# Start of Extract to read

Understanding Custom Language Models

Overview:

In order to achieve the highest levels of accuracy with our Speech to Text (STT) and Fluency products, the SoapBox team provides a level of customization for our customers.

Customers can request a Custom Language Model (CLM) which will enable the SoapBox team to generate a language model that is tailored to their domain / corpus. By doing so we can ensure that all corpus words, proper nouns and bespoke words are covered in our dictionaries and models.

To find out more about creating a CLM for your use case, please contact your Client Success Manager or support via our Service Desk or at api@soapboxlabs.com.

The Process

The process of generating a CLM is carried out by our team of experts and is outlined below.

  1. Step 1 - Licencing

  2. Step 2 - Domain Text

  3. Step 3 - Domain Audio

  4. Step 4 - CLM Generated

  5. Step 5 - CLM Evaluated

Step 1 - Licencing

Customer chooses which solution and licence model suits their needs and signs a licencing agreement in conjunction with their Business Development Representative.

Step 2 - Domain Text

Customer identifies the exact text to be used from their Domain or Corpus to generate their CLM.

In order to create and train a language model the customer must ensure that the text is of the best quality possible. Clean text will ensure that the process is smooth and the outcome is successful.

For example, for a corpus of levelled readers to be used to generate a fluency LM, the customer should observe the following guidelines.


  • Identify the exact text to be spoken or read by the learner

  • Conduct a quality control pass on the text

  • Remove any extraneous text such as teacher instructions, graphic captions, page numbers, footnotes etc.

# End of Extract to read
# Start of Information provided

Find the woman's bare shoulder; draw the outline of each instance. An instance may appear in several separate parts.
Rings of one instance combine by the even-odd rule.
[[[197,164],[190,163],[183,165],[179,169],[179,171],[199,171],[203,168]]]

# End of Information provided

• **Problems**
a – In the custom language model guide, who does the customer work with when signing the licensing agreement?
b – Please write the next part of the custom language model guide, picking up after its last sentence.
You won't need the material for this.

• **Answers in order**
a – Their Business Development Representative.

b –
  • Ensure that all formatting is correct for example

    • Carriage returns in the correct place

    • Extra spaces between words removed

    • All words have one space between them

Step 3 - Domain Audio

Where the customer has access to audio samples of their domain, these are supplied to the SoapBox team to support LM lab testing and tuning.


Audio must meet technical requirements such as

  • audio files recorded in wav (not converted from another compressed format)

  • no lower than 16kHz

  • not longer than 1min

  • matched to source text supplied

  • with annotations / transcriptions where they exist

Where audio samples do not exist SoapBox team will generate a sample set for lab testing and tuning.

Step 4 & 5 - CLM Generated & Evaluated

The SoapBox team will analyse the corpus for words, nouns etc. not in common usage or specific to the customer domain.

SoapBox team will generate a Custom Language Model based on the text corpus provided. The CLM will be lab tested and tuned.

Audio samples may be used to evaluate the CLM performance to ensure that it meets accuracy requirements.


Step 6 - Customer Integration

Customer integrates API with product in order to run an evaluation or release in product. See https://docs.soapboxlabs.com/technical-docs/online-technical-documentation/

Appendix I

Reference Text Guidelines

Reference text that is sent to the Fluency product is normalized to better enable comparison of reference text to that transcribed by our ASR engine. To ensure the best normalization occurs, all reference text should be sent in accordance with the following:


File Format

Plain text, e.g. txt

Character Encoding

UTF-8

End-of-Line (CR, LF, EOL)

Carriage returns, Line Feeds, and End-Of-Line Characters are expected to be found …

Default Numbers

Numbers are converted to text. At present, only counting numbers are supported by default.

E.g. 1 becomes one, 94 becomes ninety four, 1445 becomes one thousand four hundred forty five

Years & Decades

Years and decades are supported if wrapped in the years markup (described here). Otherwise, they will be normalised as default numbers.

Ordinals

Ordinals are supported if the ordinal indicator is attached to the number.

E.g:

✔ May 15th → may fifteenth

❌ May 15 → may fifteen

Other Numbers

Numbers used in cases like money, decimals, time, etc are not currently supported.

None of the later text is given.